» SELECTED EXTRACT:
So, these methods were accepted as physiologically perfect but, not recognised in clinical use. Further modifications of hygrometric methods were demonstrated by Jochims in 1938 by the fixation of the condensed pattern with Gummi Arabicum.[6] Later these methods were replaced by physics and general fluid dynamics; Methods of estimation were replaced by measurements and calculations. Thus, rhinology as well as pneumology was following methods based on physical parameters of flow and pressure. In 1958 the first rhinomanometric procedure was introduced. But it was passive types and difficult for patients to hold their breath and not to swallow when air was being blown through their nose. Sometimes they have even needed general anaesthesia. These methods have not accepted clinically.

» EXERCISE DESCRIPTION:
Extract the part of the passage on nasal airflow methods that opens with the words containing "So, these methods" and closes with "not accepted clinically.". The records that come next have no connection to this text.

[Referring-expression data]
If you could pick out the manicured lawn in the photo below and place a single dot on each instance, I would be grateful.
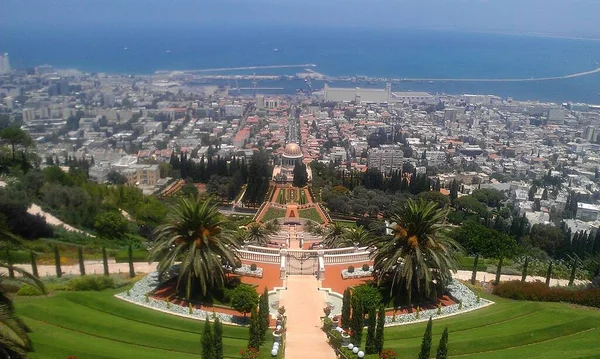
(310, 213)
(97, 325)
(508, 329)
(273, 213)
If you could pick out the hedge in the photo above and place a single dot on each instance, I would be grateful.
(538, 291)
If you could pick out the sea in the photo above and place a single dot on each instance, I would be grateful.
(390, 53)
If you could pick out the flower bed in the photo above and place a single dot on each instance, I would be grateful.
(465, 298)
(247, 271)
(357, 273)
(139, 294)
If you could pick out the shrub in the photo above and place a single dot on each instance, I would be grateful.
(538, 291)
(28, 291)
(90, 283)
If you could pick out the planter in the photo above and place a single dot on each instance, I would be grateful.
(345, 339)
(277, 337)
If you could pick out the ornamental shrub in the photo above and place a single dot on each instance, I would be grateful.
(28, 291)
(538, 291)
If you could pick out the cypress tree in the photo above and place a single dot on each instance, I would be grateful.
(11, 272)
(442, 352)
(208, 349)
(379, 332)
(263, 314)
(130, 255)
(254, 340)
(346, 309)
(57, 262)
(357, 321)
(218, 338)
(426, 343)
(33, 265)
(370, 345)
(105, 261)
(81, 263)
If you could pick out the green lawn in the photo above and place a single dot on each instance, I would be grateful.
(310, 213)
(97, 325)
(273, 213)
(509, 329)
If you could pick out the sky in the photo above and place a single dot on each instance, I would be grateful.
(558, 17)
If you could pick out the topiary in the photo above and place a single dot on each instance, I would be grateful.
(28, 291)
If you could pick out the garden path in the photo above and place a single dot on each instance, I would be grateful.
(304, 305)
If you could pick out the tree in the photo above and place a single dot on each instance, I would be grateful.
(419, 254)
(130, 260)
(426, 343)
(335, 231)
(379, 331)
(194, 234)
(442, 352)
(111, 225)
(357, 321)
(346, 308)
(105, 261)
(14, 339)
(208, 345)
(263, 313)
(218, 338)
(244, 298)
(254, 330)
(15, 137)
(300, 174)
(81, 261)
(371, 345)
(57, 262)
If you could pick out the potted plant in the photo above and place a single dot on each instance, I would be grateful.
(277, 334)
(345, 339)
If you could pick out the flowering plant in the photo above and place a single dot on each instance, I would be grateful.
(387, 354)
(250, 353)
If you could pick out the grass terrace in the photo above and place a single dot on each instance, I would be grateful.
(508, 329)
(310, 213)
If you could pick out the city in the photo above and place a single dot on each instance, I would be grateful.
(179, 204)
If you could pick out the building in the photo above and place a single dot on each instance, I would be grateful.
(4, 64)
(587, 212)
(386, 158)
(358, 94)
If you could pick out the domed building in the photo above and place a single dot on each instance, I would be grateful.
(291, 154)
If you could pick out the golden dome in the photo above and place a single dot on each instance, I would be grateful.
(292, 150)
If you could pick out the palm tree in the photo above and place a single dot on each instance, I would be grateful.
(333, 234)
(14, 338)
(419, 255)
(194, 234)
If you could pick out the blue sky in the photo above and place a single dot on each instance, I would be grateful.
(566, 17)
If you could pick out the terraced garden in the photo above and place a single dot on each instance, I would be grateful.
(97, 325)
(509, 329)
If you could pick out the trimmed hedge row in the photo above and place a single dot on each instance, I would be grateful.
(538, 291)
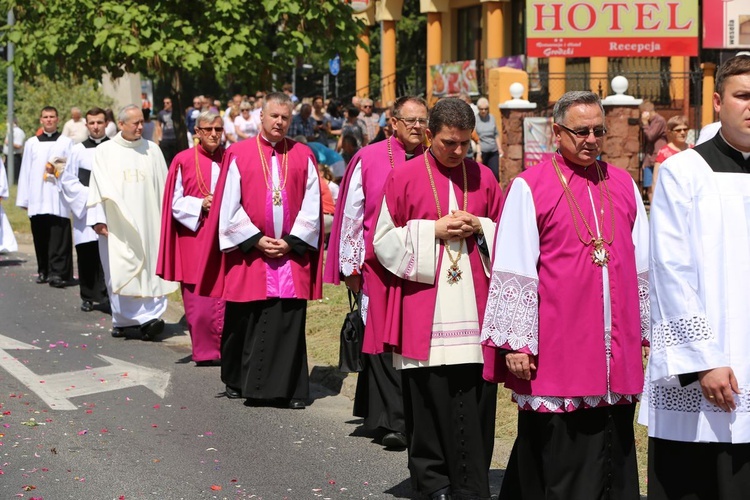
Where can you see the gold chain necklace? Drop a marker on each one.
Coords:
(599, 255)
(267, 172)
(454, 272)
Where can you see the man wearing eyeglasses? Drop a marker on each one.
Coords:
(372, 120)
(699, 370)
(567, 318)
(350, 254)
(270, 234)
(189, 190)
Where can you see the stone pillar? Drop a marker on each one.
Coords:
(495, 30)
(557, 78)
(387, 12)
(511, 164)
(677, 71)
(622, 142)
(598, 72)
(434, 48)
(707, 106)
(363, 64)
(388, 62)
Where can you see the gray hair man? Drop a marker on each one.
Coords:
(125, 205)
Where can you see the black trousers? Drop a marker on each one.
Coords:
(53, 245)
(379, 399)
(263, 349)
(450, 429)
(588, 454)
(169, 149)
(90, 272)
(698, 471)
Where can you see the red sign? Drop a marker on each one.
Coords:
(573, 28)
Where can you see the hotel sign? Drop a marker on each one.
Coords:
(591, 28)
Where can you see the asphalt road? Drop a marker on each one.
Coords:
(144, 422)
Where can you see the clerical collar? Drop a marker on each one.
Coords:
(581, 169)
(745, 155)
(273, 144)
(47, 137)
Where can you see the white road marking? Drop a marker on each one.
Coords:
(56, 389)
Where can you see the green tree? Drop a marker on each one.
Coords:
(173, 39)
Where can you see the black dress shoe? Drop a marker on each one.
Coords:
(297, 404)
(232, 393)
(118, 332)
(151, 329)
(56, 282)
(394, 440)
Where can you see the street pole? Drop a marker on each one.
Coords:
(11, 149)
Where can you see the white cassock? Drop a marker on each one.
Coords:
(7, 238)
(700, 283)
(126, 189)
(37, 195)
(75, 194)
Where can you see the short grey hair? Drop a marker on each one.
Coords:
(279, 98)
(207, 117)
(572, 98)
(122, 114)
(451, 112)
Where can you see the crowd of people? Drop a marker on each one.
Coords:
(557, 288)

» WRITTEN RESPONSE:
So, these methods were accepted as physiologically perfect but, not recognised in clinical use. Further modifications of hygrometric methods were demonstrated by Jochims in 1938 by the fixation of the condensed pattern with Gummi Arabicum.[6] Later these methods were replaced by physics and general fluid dynamics; Methods of estimation were replaced by measurements and calculations. Thus, rhinology as well as pneumology was following methods based on physical parameters of flow and pressure. In 1958 the first rhinomanometric procedure was introduced. But it was passive types and difficult for patients to hold their breath and not to swallow when air was being blown through their nose. Sometimes they have even needed general anaesthesia. These methods have not accepted clinically.